## The task:
Collect every line of the listing below that contains the string "baby", and copy each of those lines in full. Case counts.

»»

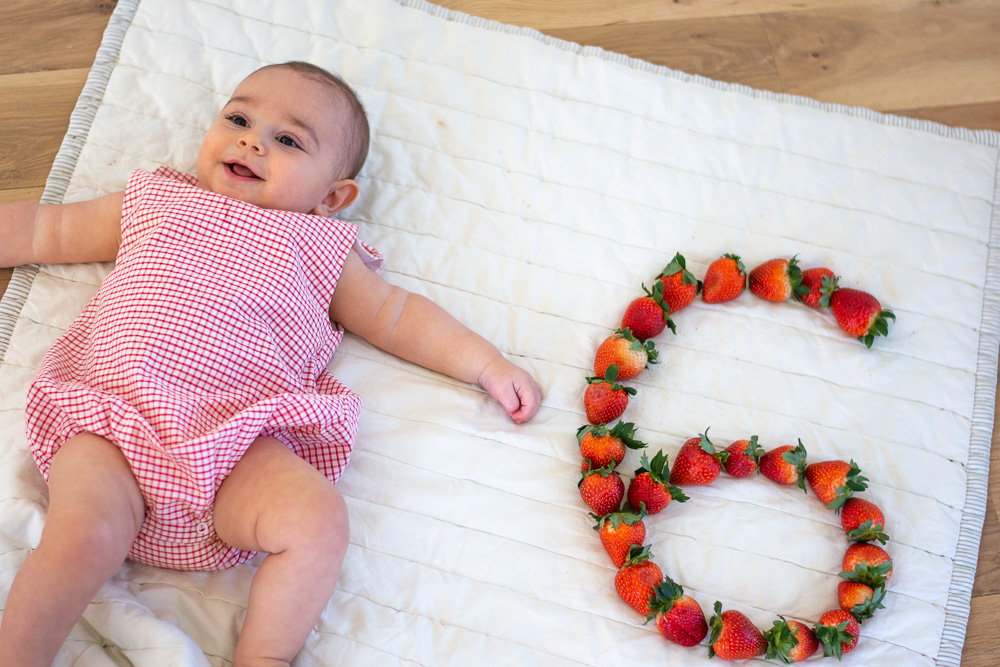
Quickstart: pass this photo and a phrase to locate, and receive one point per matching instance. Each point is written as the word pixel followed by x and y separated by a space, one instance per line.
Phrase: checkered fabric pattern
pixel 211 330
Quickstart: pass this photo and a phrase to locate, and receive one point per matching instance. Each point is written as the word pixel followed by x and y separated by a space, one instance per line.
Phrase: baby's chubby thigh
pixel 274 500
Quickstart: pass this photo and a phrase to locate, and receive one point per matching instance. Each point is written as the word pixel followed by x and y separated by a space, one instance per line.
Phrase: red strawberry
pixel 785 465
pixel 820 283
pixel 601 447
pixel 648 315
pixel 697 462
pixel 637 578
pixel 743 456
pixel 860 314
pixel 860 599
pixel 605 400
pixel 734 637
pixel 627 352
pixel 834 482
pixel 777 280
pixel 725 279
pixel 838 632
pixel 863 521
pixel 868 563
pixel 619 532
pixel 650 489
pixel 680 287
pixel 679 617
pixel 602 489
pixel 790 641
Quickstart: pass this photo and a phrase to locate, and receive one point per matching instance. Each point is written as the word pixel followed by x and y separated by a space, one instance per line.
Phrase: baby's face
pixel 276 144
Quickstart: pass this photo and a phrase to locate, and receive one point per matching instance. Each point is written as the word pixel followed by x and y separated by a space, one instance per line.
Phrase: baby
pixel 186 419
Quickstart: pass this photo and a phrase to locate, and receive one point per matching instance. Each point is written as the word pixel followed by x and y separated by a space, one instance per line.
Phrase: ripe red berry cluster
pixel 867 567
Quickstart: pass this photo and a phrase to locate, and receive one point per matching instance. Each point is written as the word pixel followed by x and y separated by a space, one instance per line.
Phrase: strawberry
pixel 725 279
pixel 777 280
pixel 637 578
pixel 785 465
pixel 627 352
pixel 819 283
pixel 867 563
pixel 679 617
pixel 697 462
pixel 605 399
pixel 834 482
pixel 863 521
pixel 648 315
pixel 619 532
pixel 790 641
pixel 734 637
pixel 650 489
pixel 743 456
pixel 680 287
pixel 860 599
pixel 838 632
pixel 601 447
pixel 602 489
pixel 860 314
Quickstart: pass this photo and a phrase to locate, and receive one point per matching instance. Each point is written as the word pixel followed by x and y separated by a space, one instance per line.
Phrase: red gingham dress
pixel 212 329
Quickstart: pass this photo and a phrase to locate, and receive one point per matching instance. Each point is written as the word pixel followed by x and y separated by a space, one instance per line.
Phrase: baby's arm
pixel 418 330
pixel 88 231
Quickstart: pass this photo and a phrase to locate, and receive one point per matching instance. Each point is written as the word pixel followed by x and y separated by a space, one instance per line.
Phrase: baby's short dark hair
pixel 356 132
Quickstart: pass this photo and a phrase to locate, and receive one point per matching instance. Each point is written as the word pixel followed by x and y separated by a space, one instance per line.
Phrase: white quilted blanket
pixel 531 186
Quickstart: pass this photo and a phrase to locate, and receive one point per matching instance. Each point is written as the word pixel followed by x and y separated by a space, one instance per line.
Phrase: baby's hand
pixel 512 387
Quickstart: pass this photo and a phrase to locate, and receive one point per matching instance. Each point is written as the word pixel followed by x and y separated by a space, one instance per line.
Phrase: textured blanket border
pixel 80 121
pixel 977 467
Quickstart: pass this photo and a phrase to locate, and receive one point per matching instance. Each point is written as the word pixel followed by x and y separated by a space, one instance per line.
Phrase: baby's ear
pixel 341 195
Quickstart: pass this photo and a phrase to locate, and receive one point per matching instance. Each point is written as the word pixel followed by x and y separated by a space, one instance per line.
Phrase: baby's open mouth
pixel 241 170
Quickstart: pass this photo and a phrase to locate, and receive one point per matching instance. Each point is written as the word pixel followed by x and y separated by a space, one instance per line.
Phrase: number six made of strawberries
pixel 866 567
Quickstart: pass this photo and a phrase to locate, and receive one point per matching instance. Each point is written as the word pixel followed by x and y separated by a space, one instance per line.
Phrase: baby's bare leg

««

## Expected output:
Phrase: baby's chubby thigh
Phrase: baby's face
Phrase: baby
Phrase: baby's arm
Phrase: baby's short dark hair
Phrase: baby's hand
Phrase: baby's ear
Phrase: baby's open mouth
Phrase: baby's bare leg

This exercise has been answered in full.